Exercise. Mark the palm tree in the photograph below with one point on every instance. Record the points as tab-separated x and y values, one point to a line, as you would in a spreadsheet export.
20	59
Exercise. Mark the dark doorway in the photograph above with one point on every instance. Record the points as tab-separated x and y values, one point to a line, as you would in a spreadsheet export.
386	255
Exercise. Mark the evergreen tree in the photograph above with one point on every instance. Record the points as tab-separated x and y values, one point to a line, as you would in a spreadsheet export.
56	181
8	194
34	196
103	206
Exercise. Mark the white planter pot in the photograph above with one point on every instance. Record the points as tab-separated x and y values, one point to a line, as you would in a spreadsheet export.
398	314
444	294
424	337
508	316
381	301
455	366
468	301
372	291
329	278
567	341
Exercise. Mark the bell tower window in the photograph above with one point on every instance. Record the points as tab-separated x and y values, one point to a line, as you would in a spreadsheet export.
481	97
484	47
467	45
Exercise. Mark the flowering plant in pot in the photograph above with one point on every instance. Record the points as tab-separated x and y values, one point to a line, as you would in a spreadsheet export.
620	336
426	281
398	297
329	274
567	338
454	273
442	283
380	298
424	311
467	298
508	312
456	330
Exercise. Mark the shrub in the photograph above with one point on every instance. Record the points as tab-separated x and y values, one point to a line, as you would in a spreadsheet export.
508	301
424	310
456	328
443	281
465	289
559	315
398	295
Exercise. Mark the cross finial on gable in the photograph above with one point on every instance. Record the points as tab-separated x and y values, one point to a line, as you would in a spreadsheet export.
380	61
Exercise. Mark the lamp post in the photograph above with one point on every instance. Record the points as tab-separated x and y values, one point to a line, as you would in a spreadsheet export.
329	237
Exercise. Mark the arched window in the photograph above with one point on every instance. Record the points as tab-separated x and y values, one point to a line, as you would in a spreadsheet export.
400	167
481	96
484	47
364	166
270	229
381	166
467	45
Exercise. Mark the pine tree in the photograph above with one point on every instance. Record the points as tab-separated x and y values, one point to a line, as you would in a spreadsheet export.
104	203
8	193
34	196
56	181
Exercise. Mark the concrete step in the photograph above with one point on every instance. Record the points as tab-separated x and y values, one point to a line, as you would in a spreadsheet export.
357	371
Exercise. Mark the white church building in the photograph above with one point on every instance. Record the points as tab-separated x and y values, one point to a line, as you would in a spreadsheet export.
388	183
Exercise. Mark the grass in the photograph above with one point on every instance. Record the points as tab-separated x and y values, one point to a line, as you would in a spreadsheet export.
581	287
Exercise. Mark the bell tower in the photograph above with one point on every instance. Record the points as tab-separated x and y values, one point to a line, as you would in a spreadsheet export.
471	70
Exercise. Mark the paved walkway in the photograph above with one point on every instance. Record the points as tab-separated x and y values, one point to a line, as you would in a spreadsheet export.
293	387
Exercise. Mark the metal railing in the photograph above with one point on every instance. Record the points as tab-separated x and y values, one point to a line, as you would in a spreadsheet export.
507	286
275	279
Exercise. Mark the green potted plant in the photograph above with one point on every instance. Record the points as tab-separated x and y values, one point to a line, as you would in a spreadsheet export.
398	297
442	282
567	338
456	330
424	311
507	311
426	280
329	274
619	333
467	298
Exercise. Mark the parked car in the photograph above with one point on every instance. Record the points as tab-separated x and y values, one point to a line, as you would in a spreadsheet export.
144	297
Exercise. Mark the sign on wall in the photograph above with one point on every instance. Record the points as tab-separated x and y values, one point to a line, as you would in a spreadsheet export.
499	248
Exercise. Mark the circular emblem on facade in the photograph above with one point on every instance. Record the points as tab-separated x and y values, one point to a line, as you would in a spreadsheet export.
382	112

──────────────────────────────

Repeat the lines above, from the one containing "Exercise. Mark the circular" to the final line, word for word and with nothing else.

Exercise. Mark the circular emblem on facade in the photograph above with one point on every instance. Record the points as tab-separated x and y values, one point to a line, as you would in a spreadsheet export.
382	112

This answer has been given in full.